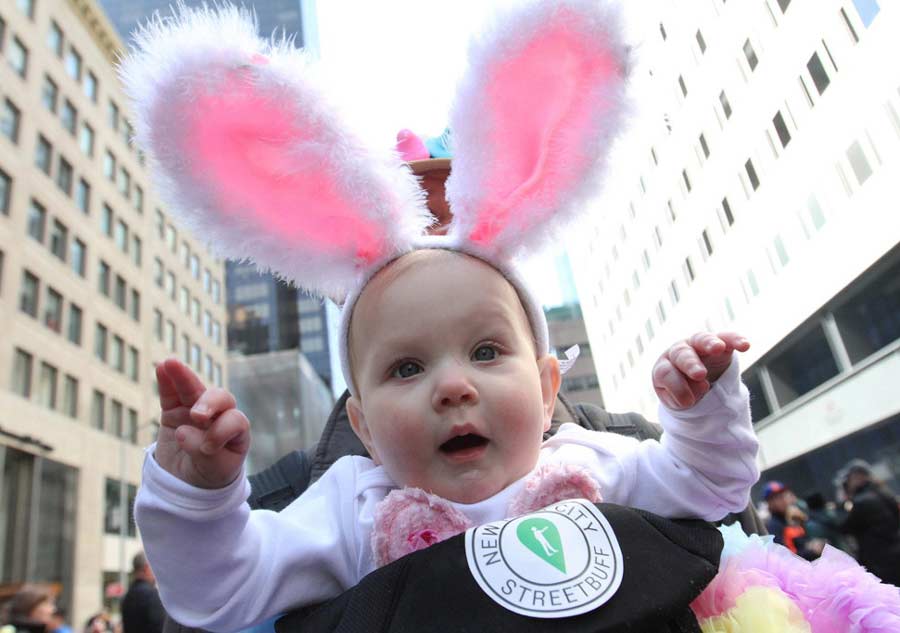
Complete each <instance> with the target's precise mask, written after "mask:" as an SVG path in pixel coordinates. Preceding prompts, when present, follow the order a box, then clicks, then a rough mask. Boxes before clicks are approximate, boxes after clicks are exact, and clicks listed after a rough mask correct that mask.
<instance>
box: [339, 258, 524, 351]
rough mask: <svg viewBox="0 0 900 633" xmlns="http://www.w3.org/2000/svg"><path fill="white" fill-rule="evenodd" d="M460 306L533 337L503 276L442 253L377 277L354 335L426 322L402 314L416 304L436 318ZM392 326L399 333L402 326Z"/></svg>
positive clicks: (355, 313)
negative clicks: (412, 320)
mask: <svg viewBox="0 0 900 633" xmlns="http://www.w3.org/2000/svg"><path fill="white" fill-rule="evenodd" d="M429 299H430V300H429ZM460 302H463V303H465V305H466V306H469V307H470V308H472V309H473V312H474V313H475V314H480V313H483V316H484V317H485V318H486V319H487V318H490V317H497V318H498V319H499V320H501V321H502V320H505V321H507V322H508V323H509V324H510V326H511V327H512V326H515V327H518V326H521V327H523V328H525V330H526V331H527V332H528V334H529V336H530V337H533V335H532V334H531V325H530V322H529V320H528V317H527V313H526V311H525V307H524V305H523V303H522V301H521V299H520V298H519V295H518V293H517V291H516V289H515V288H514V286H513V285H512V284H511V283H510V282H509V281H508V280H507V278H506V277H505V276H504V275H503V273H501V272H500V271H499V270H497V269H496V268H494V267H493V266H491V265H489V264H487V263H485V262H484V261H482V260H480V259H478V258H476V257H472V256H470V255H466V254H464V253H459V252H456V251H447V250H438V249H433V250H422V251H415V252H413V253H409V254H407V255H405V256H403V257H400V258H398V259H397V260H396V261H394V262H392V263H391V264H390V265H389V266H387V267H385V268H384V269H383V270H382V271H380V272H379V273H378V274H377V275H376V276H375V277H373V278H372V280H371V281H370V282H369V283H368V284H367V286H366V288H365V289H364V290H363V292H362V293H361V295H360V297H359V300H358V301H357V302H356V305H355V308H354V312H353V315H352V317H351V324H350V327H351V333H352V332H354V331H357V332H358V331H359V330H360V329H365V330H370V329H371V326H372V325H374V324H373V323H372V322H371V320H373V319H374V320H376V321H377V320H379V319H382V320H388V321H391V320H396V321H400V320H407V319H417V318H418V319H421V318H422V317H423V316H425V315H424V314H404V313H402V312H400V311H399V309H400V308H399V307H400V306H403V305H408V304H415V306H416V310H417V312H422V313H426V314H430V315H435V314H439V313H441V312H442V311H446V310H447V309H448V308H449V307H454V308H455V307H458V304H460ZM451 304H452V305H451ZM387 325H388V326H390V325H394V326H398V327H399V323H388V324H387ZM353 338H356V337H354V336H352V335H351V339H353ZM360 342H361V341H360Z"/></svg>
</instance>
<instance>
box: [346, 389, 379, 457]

...

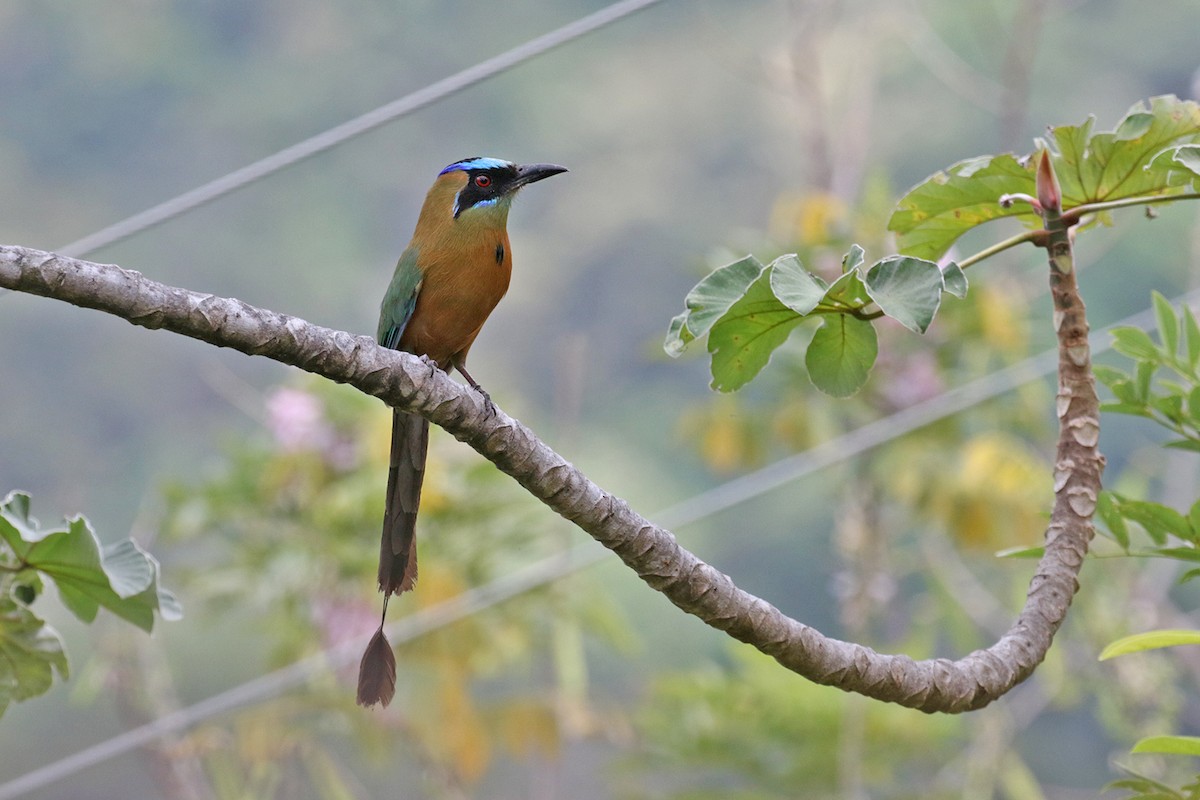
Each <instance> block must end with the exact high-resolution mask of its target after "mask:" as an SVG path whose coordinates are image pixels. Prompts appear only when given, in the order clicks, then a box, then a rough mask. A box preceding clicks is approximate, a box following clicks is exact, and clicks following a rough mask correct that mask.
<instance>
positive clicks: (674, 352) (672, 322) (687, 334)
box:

> _EXERCISE_: The exact lines of the material above starting at the one that contains "Complete each <instance>" and ending at the one that contains "box: [339, 258, 524, 351]" are what to retype; leave out everything else.

> _EXERCISE SOLUTION_:
Complete each <instance> with the target's precise mask, written after "mask:" as an SVG path in pixel coordinates. Preceding prompts, when present, follow the order a box, then clicks, then a rough mask. Boxes before clicks are approximate, boxes after clicks are exact, and clicks listed after a rough mask correct that mask.
<instance>
box: [339, 258, 524, 351]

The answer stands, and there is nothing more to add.